» **Directions**: Copy the lines of the items below, starting at the line containing "ribbon --coords pixels" and ending at the line containing "M119 235L117 236L117". Copy only those lines, with both end lines included.
-- begin --
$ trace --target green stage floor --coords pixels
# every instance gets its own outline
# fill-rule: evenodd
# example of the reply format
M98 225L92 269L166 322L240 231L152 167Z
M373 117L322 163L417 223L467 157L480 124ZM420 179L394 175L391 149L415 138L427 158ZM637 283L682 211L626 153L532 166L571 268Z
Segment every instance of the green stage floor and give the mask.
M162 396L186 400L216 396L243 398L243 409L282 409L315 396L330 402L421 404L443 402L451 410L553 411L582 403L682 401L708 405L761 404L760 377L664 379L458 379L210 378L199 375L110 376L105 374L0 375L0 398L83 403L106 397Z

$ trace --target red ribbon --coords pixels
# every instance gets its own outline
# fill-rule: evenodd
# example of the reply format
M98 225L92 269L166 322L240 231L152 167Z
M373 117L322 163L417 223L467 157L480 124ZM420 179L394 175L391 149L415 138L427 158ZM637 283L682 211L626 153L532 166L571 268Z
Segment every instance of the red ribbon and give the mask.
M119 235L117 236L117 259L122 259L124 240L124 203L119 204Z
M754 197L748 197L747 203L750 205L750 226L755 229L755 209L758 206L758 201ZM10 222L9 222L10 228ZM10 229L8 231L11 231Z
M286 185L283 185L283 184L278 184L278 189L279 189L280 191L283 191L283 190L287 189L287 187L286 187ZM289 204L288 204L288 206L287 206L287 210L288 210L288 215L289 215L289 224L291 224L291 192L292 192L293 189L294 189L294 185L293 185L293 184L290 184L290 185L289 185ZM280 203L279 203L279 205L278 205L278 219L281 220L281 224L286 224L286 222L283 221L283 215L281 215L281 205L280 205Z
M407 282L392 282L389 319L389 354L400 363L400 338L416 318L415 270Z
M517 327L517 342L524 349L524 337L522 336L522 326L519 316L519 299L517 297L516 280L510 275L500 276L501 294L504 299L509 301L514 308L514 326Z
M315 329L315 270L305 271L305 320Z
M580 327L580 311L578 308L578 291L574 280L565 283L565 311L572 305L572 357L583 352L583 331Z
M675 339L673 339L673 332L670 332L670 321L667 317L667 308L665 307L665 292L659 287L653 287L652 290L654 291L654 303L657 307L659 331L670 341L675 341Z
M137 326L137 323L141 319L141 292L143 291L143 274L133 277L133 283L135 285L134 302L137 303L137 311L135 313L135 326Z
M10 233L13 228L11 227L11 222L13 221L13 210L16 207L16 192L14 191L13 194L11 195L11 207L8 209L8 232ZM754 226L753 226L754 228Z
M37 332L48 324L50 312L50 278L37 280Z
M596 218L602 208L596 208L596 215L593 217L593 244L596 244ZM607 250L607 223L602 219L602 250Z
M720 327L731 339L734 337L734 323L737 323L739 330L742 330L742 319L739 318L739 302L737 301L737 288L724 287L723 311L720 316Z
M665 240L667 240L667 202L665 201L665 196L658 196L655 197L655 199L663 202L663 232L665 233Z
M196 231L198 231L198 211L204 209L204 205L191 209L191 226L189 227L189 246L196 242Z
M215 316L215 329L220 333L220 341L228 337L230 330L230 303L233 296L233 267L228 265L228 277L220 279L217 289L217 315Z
-- end --
» **Response to this task**:
$ trace --target red ribbon --coords pixels
# every instance gets its own outline
# fill-rule: evenodd
# example of the reply format
M98 225L92 269L166 322L240 231L152 167Z
M373 117L322 163L417 223L467 157L480 124ZM420 179L394 175L391 149L415 138L427 158ZM637 283L682 211L626 153L532 166L571 268Z
Segment every instance of the red ribbon and give the mask.
M119 235L117 236L117 259L122 259L124 240L124 203L119 204Z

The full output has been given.